▸ Requirement: Your reply should consist of the listing, copied exactly.

▸ Supplied records:

=== Begin Enclosure ===

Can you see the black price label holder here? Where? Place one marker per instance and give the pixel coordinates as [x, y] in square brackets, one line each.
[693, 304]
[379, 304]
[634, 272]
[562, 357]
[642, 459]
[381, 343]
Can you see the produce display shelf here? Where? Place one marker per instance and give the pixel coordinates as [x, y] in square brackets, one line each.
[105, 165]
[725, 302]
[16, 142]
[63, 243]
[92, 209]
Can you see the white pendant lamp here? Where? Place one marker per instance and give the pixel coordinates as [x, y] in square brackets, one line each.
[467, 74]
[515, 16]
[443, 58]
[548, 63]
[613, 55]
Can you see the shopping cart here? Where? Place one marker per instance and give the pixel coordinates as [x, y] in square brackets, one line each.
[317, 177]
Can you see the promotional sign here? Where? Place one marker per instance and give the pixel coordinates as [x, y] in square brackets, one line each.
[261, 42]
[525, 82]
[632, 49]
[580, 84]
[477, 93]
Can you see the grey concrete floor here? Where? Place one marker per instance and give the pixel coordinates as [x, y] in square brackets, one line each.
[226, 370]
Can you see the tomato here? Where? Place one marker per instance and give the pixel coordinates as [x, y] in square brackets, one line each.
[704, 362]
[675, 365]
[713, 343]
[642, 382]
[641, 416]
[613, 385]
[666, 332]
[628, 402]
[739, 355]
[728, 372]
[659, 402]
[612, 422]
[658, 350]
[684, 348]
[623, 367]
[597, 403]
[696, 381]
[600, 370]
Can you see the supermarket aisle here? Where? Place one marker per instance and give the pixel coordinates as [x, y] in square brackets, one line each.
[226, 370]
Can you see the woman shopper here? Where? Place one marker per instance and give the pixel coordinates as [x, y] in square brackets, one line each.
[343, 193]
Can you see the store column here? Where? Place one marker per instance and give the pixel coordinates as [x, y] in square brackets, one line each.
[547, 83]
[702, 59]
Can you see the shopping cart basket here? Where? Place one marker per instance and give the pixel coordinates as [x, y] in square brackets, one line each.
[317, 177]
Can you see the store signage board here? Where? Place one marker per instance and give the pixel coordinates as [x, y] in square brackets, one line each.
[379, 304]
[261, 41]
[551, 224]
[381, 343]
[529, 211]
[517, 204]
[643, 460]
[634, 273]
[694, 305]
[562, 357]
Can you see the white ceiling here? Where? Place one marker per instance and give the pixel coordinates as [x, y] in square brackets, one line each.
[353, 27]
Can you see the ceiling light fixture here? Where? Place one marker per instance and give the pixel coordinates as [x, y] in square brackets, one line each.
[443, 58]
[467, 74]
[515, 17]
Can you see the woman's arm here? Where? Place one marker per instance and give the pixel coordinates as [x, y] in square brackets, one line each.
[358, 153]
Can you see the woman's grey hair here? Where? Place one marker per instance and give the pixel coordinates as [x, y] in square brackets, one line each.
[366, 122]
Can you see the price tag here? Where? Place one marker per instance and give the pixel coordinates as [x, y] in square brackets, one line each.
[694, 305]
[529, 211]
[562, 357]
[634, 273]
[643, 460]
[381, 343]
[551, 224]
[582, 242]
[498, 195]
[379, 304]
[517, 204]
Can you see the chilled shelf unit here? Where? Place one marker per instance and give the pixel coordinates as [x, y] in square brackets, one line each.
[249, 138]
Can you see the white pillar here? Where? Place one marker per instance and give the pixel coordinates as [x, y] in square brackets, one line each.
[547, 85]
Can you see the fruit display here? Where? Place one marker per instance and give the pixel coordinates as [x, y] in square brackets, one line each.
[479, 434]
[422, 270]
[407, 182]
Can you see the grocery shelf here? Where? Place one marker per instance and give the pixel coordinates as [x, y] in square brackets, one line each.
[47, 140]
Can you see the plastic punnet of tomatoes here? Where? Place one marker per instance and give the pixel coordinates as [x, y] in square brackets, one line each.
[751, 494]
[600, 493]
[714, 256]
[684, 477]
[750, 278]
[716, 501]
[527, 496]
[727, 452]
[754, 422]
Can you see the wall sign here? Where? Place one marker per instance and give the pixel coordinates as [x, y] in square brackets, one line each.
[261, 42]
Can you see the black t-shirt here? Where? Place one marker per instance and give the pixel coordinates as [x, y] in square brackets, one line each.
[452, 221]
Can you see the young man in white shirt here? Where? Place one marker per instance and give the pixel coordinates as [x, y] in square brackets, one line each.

=== End Enclosure ===

▸ Exercise response:
Can you see the black price label holder here? Where? Place one marker per instance and give the pixel coordinates as [x, y] in square brackets, one line each.
[693, 304]
[379, 304]
[634, 272]
[562, 357]
[642, 459]
[381, 343]
Can you see the produce display shelf here? Where? Place one marker per instance and give the pixel coordinates as [x, y] in square brackets, one line each.
[105, 165]
[725, 302]
[16, 142]
[63, 243]
[92, 209]
Can you see the white pendant lamp here? Where? Place one marker per instance and give the pixel coordinates as [x, y] in square brackets, one line each.
[467, 74]
[515, 16]
[443, 58]
[548, 63]
[613, 55]
Can you see the shopping cart here? Where? Place one marker per instance and give the pixel coordinates as [x, y] in square brackets, one line each.
[317, 177]
Can you see the promotional sign here? Where? Place one marker per instance and give the pixel coordinates as [x, y] in square brackets, one line each.
[261, 42]
[525, 82]
[632, 49]
[580, 84]
[477, 93]
Can you see the grey concrete floor here? Where? Place one marker per instance and give the pixel coordinates as [x, y] in square brackets, one line each.
[226, 370]
Can you see the tomato here? Where? Place one marker per instance and give the pixel coordinates as [x, y] in square brackets, one line each.
[704, 362]
[675, 365]
[713, 343]
[642, 382]
[641, 416]
[613, 385]
[666, 332]
[628, 402]
[739, 355]
[728, 372]
[659, 402]
[612, 422]
[658, 350]
[684, 348]
[623, 367]
[597, 403]
[696, 381]
[600, 370]
Can you see the supermarket aisle here? Where? Place one marker per instance and give the pixel coordinates as [x, y] in square brackets, one line each.
[226, 370]
Can you see the woman shopper here? Where? Place one marker per instance and give the pixel coordinates as [x, y] in square brackets, one line each.
[343, 193]
Can you see the store column here? Where? Place one marker per instance and give the pixel coordinates as [x, y] in square brackets, one line each.
[547, 83]
[702, 59]
Can you see the shopping cart basket here? Where? Place one marker per instance and give the pixel coordinates as [x, y] in square brackets, one line each.
[317, 177]
Can you see the store signage board here? Where? Place one marker per instance and give the pixel coordinates as [x, y] in square brackets, one line each.
[379, 304]
[261, 41]
[551, 224]
[381, 343]
[529, 211]
[517, 204]
[643, 460]
[634, 273]
[694, 305]
[562, 357]
Can you see the white ceiling here? Where? Place one marker per instance and give the pixel coordinates as [x, y] in square brackets, one line each.
[353, 27]
Can you see the ceiling light fixture here? Where? Place one marker per instance and give the pixel coordinates as [x, y] in square brackets, one line each.
[443, 58]
[467, 74]
[515, 17]
Can you see the woman's arm here? Where? Place one marker per instance and give the pixel coordinates as [x, y] in square brackets, one line each.
[358, 153]
Can you see the woman's grey hair here? Where? Place one marker per instance and give the pixel coordinates as [x, y] in square brackets, one line each.
[366, 122]
Can you see the price tag here? Where? Place one marker per instance and give the pixel coordinates as [x, y] in square brackets, one line each.
[694, 305]
[529, 211]
[562, 357]
[634, 273]
[643, 460]
[381, 343]
[551, 224]
[582, 242]
[498, 195]
[379, 304]
[517, 204]
Can you see the chilled shelf unit here? Where? Place one marker per instance and give the pixel coordinates as [x, y] in square brackets, one line each.
[249, 138]
Can you see the white pillar here? Where? Place one marker per instance and give the pixel coordinates as [x, y] in square brackets, one line each.
[547, 85]
Can you see the fruit display here? Where? Place one marker per instance and give the pixel coordinates as [x, y] in square brackets, one line each.
[479, 434]
[422, 270]
[407, 182]
Can you see the grocery shelf here? Where? Place one marker per instance and give the pixel coordinates as [x, y] in square brackets, one line each.
[47, 140]
Can you see the plastic punnet of tomatoes here? Where? Place one marker per instance and give the pixel coordinates as [x, y] in square brackets, one line each.
[751, 494]
[600, 493]
[714, 256]
[684, 477]
[750, 278]
[716, 501]
[527, 496]
[727, 452]
[754, 422]
Can you see the wall sign here? Where? Place one marker per instance and give the pixel coordinates as [x, y] in square brackets, one line each.
[261, 42]
Can you see the black t-shirt here? Where? Place one marker per instance and give the pixel coordinates as [x, y] in square brackets, one line each.
[452, 221]
Can you see the young man in white shirt here? Where? Place one marker per instance and give the pixel coordinates as [x, y] in square brackets, one line each.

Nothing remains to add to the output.